> _PAGE TEXT_
╔══

Surrounded by instability on its borders, Jordan’s economy is feeling the strain of the country’s unfortunate location. The Syrian conflict that erupted in 2011 has so far pushed more than 1 million refugees across the border to Jordan, and all but shut down trade with its neighbour.

In recent months, the Jordanian economy has been hit again by a deterioration in the security situation in Iraq, another key partner for cross-border trade.

“There are about 608,000 registered refugees in Jordan, but the government says there are about 1.3 million in total,” says Andrew Harper, Jordan country representative at the UN Refugee Agency (UNHCR). According to government figures, Syrian refugees make up 13 per cent of the country’s population.

“The political situation puts pressure on the economy,” says Maria Malas-Mroueh, Middle East analyst at the US’ Fitch Ratings. “The numbers are overwhelming. It places a huge burden on resources, infrastructure and public finances. A lot of aid is coming from the UN, the US, the IMF and the Gulf, but it’s still falling short.”

Competing for resources

Some Syrians are being accommodated in refugee camps, but the majority are competing for limited resources in Jordan’s urban areas. “More than 80 per cent of the refugees are outside the camps,” says Harper. “We’re concerned about the massive inflation in rents, and also about the longer-term consequences. There’s a lot of discussion over how much more Jordan can absorb.”

The IMF programme and eurobonds guaranteed by the US government in 2013 and 2014 have helped

Maria Malas-Mroueh, Fitch Ratings

It is not only the influx of refugees that is affecting Jordan’s economy, but also the detrimental impact of the conflict on trade and tourism. “Syria was the route for Jordanian goods to the north, and when that was shut off it was partially compensated by trade through Iraq,” says Harper. “But now that there is conflict there as well, two of the main corridors for Jordan’s trade have been cut off.”

╚══

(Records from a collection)
╔══

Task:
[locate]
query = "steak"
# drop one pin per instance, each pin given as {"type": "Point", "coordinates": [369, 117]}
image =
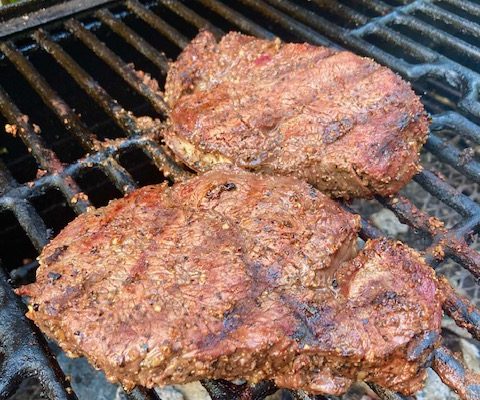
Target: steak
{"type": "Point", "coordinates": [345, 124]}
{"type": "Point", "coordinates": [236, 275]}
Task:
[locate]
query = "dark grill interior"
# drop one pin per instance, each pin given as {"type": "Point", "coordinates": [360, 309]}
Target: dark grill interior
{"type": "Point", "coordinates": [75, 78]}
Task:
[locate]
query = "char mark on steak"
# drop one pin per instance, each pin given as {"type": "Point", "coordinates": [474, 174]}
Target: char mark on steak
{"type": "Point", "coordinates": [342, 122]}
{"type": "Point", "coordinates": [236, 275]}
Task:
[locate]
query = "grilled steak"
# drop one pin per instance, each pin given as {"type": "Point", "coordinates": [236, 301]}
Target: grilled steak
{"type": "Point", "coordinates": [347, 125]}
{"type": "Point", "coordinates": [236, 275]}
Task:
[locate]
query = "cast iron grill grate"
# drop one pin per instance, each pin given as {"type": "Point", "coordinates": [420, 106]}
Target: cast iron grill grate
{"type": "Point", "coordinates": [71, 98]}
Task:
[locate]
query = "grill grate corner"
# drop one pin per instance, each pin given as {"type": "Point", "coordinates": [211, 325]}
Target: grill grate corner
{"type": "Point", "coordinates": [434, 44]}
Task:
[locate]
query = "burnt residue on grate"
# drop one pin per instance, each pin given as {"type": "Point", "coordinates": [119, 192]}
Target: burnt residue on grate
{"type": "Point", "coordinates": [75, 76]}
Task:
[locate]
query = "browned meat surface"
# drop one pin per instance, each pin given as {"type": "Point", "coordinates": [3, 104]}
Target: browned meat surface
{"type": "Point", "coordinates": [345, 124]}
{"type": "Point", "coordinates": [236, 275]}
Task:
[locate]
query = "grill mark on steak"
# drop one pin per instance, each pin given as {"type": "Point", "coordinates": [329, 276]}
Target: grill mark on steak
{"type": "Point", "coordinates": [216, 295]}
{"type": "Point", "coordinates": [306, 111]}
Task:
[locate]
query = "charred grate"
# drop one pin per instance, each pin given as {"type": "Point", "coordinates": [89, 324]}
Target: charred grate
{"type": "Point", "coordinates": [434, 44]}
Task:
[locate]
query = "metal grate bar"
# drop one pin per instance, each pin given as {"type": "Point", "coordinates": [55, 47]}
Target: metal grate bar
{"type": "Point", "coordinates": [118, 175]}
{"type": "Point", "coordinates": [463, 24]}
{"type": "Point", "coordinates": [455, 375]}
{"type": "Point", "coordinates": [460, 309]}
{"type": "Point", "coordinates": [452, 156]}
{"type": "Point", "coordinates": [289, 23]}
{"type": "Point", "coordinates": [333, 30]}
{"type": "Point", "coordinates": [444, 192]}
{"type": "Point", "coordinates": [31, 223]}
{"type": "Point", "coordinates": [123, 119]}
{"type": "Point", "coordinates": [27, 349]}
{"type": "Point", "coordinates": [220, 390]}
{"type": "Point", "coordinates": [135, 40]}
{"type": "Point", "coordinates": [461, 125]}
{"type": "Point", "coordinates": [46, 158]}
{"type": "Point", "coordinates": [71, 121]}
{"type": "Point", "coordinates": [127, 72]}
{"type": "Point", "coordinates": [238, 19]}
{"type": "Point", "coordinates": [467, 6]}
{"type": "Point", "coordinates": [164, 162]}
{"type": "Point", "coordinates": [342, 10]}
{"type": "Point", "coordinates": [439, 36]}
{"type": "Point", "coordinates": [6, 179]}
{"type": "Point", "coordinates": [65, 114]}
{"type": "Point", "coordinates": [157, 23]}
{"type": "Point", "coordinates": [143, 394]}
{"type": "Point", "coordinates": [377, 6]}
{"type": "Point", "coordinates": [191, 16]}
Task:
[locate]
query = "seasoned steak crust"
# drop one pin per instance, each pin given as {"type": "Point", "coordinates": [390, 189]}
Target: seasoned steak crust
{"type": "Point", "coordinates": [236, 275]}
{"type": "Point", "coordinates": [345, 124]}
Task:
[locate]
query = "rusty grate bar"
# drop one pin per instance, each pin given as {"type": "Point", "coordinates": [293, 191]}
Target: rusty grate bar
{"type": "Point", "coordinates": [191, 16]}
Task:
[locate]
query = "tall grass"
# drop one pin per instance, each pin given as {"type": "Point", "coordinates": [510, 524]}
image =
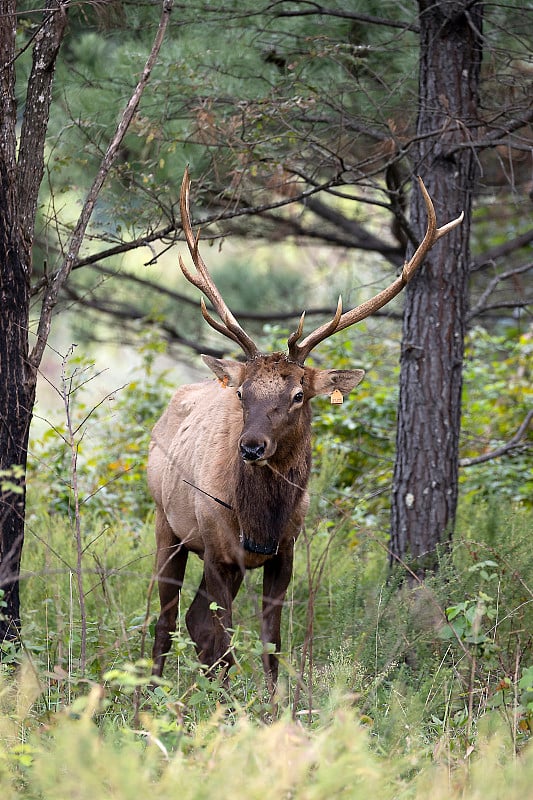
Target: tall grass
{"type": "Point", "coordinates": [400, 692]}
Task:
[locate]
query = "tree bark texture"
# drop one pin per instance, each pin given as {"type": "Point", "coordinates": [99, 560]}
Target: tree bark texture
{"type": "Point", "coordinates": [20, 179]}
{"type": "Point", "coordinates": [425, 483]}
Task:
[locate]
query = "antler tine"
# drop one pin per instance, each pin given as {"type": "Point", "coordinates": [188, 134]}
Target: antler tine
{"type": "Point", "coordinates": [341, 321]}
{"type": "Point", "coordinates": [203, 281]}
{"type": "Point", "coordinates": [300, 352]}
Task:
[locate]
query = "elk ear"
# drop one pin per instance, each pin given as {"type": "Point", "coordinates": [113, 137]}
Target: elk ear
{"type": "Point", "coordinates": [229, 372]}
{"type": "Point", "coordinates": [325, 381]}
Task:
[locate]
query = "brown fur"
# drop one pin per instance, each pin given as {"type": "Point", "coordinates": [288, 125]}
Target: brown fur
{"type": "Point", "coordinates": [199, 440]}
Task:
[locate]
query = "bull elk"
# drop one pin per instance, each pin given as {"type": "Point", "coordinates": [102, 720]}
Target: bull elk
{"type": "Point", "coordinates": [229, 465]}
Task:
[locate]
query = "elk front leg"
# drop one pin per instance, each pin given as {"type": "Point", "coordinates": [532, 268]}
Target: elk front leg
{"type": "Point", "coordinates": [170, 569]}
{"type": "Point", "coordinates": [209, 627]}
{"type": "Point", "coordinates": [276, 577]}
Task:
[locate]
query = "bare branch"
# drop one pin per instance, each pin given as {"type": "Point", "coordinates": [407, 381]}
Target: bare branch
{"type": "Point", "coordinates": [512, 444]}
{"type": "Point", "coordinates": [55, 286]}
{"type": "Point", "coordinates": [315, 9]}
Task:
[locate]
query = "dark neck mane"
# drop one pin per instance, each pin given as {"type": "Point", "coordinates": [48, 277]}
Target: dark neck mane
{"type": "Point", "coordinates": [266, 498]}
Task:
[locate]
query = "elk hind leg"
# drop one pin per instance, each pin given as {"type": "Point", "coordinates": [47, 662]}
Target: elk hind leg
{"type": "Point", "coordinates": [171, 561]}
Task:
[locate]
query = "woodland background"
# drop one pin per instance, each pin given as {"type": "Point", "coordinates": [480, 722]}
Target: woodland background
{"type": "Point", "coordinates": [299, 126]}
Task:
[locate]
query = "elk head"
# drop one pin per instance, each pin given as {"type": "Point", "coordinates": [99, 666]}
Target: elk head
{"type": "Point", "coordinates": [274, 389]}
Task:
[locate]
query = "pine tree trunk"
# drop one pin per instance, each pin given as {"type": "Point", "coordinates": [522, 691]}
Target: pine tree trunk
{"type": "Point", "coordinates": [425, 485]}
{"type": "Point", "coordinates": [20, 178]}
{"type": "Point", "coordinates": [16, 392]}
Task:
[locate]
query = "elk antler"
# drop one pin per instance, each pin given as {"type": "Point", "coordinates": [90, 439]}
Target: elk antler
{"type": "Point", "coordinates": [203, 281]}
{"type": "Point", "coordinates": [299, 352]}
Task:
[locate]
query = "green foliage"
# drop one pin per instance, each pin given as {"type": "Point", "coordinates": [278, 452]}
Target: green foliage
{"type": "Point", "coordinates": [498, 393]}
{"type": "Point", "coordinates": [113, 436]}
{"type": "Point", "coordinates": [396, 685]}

╚══

> _WORK TO COMPLETE_
(1) Rewrite everything in the article on Jordan's economy from "In recent months, the" down to "of the country’s population.", putting "displaced people" in place of "refugees".
(2) Carry the article on Jordan's economy forward from its final sentence.

> _RESULTS OF THE TASKS_
(1)
In recent months, the Jordanian economy has been hit again by a deterioration in the security situation in Iraq, another key partner for cross-border trade.

“There are about 608,000 registered displaced people in Jordan, but the government says there are about 1.3 million in total,” says Andrew Harper, Jordan country representative at the UN Refugee Agency (UNHCR). According to government figures, Syrian displaced people make up 13 per cent of the country’s population.

(2)
The long-running Syrian conflict has affected all areas of Jordan’s economy. “It has taken a toll on GDP, exports and tourism,” says Mroueh. “Living standards are strained due to the rising cost of living. Business performance is weak compared with the years before the crisis, and not as strong as it needs to be to support an economic recovery.”

Fitch estimates that GDP growth for 2014 will be 3-3.5 per cent, compared with more than 5 per cent in 2009, while Byblos Bank in Lebanon expects growth of about 3.5 per cent in 2014, rising to 4.5 per cent in 2015. “Obviously, if the political situation continues like this we wouldn’t expect growth to improve at all,” says Mroueh.

In the context of such a challenging environment, Jordan’s economy has proved relatively robust. “Jordan has done well overall given the regional circumstances, and especially given recent developments in Iraq,” says Nassib Ghobril, chief economist at Byblos Bank. “It’s still a stable country with a stable economy.”

But the government is reliant on large tranches of funding from overseas to keep the economy afloat. Under an initiative called the Gulf Development Fund, the GCC has agreed to provide $5bn in grants and loans to Jordan over a five-year period beginning in 2012.

In December 2012, the Kuwait government signed three loan agreements worth a total of $695m to fund water, sanitation, renewable energy and other infrastructure projects. The following month, the Abu Dhabi Fund for Development signed an agreement with Amman to regulate $1.3bn in grants transferred from the UAE to the Central Bank of Jordan to help finance water, sanitation, health, energy, education and transport schemes.

Foreign funding

“The GCC grant disbursement is one of the main factors in the modest recovery of the economy from 2012,” says Mroueh. “The IMF programme and eurobonds guaranteed by the US government in 2013 and 2014 have also helped.”

US President Barack Obama launched an initiative in March 2013 to guarantee Jordan’s sovereign debt. In October 2013, Amman issued a $1.3bn US-backed eurobond with a seven-year term and interest of 2.5 per cent. A sovereign bond worth $1bn, also guaranteed by the US government, was issued in June with a term of five years and a coupon rate of just under 2 per cent.

Economic performance will depend on how much support [Jordan] has to offset the [refugee] burden

Maria Malas-Mroueh, Fitch Ratings

In August 2012, the IMF approved a $2bn stand-by arrangement for Jordan to support the country’s economic programme over a three-year period. The Washington-based organisation made the first $385m immediately available, with further transfers subject to quarterly reviews. The fund agreed in April to disburse the latest two tranches, worth a combined $264m.

As a result of the inflow of funds, foreign currency reserves have picked up considerably. Gross usable international reserves increased from $5.3bn in 2012 to $11.4bn in 2013, and are expected to continue to climb, reaching $12.7bn this year and $15.2bn by 2018, according to the IMF.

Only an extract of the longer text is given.